-- MATERIAL TO PROCESS start --
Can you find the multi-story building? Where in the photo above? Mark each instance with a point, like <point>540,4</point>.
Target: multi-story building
-- MATERIAL TO PROCESS end --
-- MATERIAL TO PROCESS start --
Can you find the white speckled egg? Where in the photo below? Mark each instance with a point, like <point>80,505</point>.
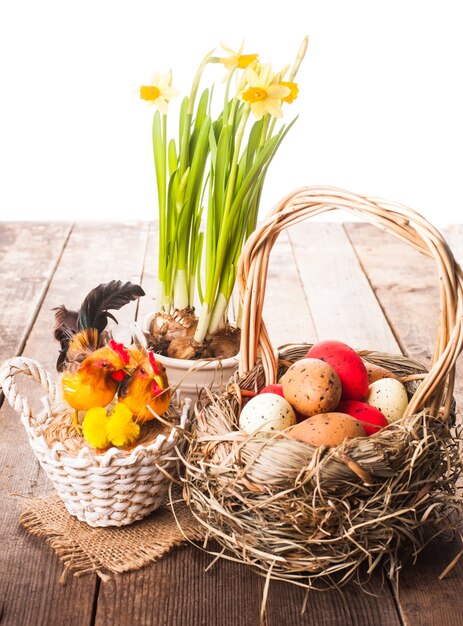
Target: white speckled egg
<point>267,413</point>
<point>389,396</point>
-- MATERIAL TO PROCESS end --
-- MATERIAL TO PROCESS start --
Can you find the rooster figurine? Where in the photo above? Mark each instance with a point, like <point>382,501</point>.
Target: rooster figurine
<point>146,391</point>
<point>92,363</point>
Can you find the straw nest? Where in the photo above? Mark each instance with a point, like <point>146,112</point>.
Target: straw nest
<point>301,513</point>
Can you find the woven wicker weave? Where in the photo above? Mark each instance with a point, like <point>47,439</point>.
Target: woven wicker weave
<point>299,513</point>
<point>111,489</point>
-- MATERIAL TO PROCESS end --
* _PROBLEM TO SOLVE_: Rewrite the lines starting at the one containing "Can you find the rooster" and ending at the one containing "<point>92,363</point>", replacing "figurine" with "statuette" and leaving everything else unchanged.

* _EXERCISE SOLUTION_:
Can you find the rooster statuette? Where in the photo above? Mark each instance with a point, like <point>382,501</point>.
Target: rooster statuette
<point>146,391</point>
<point>92,363</point>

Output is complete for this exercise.